▶ **TAREA**
Localiza en los ítems todas las líneas que contienen la cadena "thin" y cópialas. Distingue entre mayúsculas y minúsculas.

[Registros de cuadros delimitadores]

++++++++++

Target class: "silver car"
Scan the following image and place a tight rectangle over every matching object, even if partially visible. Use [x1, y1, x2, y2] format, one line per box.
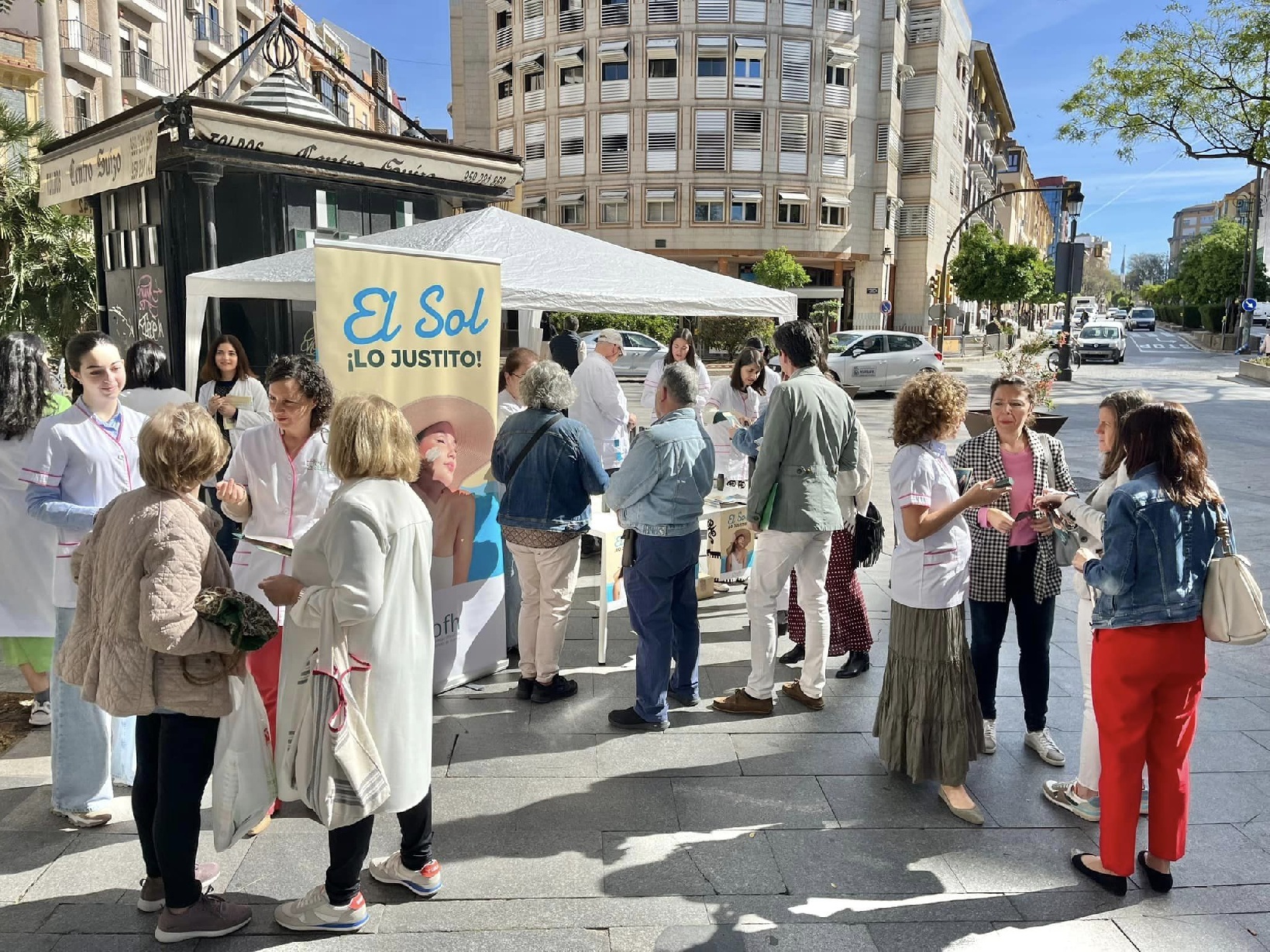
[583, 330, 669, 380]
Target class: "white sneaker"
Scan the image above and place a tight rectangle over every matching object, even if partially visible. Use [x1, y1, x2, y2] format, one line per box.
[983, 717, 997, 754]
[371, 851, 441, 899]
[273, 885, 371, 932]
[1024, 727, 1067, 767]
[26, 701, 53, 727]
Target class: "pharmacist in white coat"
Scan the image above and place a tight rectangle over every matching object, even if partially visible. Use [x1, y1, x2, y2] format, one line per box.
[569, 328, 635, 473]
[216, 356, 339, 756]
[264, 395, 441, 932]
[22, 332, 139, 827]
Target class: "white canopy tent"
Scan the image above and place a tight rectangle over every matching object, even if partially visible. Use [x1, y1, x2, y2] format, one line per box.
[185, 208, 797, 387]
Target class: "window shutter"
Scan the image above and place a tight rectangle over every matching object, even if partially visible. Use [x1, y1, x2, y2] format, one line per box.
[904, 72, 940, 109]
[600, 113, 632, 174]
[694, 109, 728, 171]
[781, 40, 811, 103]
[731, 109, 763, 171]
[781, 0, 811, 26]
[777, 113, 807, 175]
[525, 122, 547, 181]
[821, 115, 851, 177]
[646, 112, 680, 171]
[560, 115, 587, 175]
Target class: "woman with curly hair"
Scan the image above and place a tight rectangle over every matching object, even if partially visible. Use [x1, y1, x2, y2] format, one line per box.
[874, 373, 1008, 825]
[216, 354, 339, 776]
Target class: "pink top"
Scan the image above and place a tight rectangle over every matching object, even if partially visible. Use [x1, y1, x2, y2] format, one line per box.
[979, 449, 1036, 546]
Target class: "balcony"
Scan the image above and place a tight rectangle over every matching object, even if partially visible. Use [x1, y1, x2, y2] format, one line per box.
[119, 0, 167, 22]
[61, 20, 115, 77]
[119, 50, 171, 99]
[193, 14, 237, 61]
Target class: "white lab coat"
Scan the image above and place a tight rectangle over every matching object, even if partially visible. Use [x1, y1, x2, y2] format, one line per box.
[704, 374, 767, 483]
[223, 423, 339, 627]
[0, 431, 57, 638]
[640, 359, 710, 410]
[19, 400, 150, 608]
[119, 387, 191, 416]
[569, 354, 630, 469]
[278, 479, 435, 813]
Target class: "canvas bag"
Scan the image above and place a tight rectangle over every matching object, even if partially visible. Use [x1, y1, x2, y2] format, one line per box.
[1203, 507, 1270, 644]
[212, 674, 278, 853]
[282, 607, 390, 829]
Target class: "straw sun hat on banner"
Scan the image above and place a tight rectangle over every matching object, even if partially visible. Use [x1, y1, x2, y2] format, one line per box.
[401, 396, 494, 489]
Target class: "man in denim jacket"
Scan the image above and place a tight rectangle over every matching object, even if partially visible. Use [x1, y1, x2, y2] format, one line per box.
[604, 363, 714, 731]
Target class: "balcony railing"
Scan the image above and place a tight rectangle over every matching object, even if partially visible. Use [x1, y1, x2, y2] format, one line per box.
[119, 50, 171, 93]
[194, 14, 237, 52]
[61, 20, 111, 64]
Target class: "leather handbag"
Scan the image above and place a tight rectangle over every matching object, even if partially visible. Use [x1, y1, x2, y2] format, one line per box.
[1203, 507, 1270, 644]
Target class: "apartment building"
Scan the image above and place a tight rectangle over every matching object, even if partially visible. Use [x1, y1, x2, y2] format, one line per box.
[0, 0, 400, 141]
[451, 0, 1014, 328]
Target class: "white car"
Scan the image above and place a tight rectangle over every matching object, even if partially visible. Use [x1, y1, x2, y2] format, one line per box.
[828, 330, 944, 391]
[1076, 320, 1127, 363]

++++++++++

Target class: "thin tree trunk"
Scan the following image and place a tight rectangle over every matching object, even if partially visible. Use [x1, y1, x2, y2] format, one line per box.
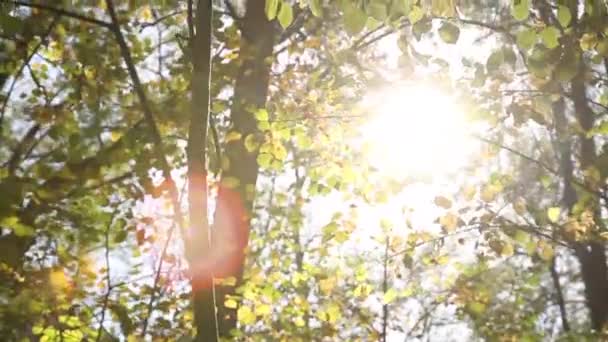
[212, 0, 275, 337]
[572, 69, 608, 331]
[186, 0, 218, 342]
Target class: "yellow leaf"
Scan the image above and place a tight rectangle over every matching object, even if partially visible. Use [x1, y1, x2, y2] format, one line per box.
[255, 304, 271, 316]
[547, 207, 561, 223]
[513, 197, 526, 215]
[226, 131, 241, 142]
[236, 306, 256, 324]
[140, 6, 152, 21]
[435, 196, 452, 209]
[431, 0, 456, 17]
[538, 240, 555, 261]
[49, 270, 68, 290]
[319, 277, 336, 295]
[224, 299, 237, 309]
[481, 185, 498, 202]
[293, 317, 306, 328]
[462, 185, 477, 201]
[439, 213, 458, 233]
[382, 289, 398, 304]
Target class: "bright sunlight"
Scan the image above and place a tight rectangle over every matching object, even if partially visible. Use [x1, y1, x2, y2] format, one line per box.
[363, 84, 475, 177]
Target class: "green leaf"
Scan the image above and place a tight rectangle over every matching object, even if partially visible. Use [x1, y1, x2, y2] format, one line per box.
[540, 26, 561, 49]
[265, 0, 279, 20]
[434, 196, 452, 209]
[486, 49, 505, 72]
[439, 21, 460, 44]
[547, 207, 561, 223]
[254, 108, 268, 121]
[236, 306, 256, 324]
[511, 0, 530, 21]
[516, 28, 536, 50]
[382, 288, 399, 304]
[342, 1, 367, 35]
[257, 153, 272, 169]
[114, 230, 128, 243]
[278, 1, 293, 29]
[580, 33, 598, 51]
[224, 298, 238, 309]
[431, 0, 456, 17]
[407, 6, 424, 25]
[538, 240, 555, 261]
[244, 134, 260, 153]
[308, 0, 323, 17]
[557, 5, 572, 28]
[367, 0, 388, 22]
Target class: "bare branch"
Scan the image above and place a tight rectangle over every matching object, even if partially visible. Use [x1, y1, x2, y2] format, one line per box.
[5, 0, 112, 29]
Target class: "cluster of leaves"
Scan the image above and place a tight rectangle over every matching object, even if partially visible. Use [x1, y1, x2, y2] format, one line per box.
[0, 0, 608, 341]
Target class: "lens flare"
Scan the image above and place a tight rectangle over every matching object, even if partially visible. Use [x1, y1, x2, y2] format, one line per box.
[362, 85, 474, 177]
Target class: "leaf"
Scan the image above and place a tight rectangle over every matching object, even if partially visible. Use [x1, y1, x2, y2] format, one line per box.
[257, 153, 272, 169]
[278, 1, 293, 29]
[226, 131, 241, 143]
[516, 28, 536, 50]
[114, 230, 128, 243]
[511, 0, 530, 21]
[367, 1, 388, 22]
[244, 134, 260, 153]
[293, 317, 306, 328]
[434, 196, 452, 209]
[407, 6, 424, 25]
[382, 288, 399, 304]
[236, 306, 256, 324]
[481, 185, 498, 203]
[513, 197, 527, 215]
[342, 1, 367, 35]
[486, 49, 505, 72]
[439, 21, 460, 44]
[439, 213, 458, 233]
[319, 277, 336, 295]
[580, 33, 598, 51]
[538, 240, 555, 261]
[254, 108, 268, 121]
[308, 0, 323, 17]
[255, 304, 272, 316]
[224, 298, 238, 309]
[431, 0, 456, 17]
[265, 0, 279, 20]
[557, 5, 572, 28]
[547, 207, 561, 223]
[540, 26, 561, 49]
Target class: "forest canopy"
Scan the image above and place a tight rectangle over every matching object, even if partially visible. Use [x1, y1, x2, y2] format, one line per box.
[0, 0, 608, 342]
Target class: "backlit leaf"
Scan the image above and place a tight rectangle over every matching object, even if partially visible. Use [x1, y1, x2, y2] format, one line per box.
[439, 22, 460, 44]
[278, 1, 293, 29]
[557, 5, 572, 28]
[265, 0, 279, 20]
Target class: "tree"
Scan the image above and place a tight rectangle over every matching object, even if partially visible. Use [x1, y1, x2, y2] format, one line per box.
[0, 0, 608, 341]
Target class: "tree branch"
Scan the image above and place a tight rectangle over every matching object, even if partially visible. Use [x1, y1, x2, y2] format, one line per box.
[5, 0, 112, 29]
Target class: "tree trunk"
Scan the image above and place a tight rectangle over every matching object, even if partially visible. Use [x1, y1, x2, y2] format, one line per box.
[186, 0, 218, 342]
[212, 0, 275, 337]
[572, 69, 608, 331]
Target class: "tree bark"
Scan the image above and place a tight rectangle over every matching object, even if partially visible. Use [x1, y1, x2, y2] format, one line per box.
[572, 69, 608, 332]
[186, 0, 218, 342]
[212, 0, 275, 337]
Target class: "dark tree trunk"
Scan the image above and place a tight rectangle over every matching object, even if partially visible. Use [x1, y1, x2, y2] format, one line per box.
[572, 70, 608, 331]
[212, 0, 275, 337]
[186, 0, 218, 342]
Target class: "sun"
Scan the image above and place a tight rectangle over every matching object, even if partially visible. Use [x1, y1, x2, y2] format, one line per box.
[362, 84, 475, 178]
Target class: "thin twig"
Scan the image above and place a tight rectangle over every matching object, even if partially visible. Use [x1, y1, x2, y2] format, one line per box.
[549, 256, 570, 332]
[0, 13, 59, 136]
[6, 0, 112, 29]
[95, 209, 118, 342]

++++++++++

▶ **RESPUESTA ESPERADA**
Target class: "thin tree trunk"
Target class: "thin twig"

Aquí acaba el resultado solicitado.